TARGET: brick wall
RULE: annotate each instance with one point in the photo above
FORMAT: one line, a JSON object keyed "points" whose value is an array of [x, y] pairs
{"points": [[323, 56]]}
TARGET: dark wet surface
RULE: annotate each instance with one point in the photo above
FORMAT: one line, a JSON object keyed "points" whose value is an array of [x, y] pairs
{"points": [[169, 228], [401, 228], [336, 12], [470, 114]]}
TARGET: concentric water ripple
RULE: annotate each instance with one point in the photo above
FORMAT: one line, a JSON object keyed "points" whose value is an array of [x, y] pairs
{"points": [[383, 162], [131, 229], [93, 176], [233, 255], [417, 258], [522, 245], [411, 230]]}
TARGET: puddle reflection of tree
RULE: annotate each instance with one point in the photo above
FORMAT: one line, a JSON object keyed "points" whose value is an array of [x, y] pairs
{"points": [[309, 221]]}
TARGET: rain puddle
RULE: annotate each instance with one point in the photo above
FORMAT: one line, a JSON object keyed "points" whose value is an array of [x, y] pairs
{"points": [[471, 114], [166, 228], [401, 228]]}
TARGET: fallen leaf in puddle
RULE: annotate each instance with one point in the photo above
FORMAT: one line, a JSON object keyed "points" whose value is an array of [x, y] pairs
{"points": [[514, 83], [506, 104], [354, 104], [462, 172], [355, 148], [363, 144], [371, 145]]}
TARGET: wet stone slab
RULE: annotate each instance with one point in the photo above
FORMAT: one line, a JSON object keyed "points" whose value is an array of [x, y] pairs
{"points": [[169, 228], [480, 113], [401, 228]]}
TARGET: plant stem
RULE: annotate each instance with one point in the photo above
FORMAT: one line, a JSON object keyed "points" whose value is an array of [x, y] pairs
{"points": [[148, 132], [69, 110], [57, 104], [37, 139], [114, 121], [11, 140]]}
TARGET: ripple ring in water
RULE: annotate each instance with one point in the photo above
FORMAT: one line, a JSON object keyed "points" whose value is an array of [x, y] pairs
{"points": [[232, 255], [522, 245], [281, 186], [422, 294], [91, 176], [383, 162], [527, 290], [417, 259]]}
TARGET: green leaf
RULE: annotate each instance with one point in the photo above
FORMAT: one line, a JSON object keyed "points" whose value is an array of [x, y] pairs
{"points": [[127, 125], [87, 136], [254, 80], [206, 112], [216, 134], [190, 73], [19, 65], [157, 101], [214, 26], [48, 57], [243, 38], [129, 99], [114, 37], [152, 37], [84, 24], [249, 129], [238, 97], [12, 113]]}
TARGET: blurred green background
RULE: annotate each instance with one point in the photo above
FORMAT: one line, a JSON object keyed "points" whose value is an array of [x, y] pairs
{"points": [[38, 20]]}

——————————

Task goal: Your response should contain each line of the listing in which the word "green" occurs.

Solution to this task:
TARGET: green leaf
TARGET: blurred green background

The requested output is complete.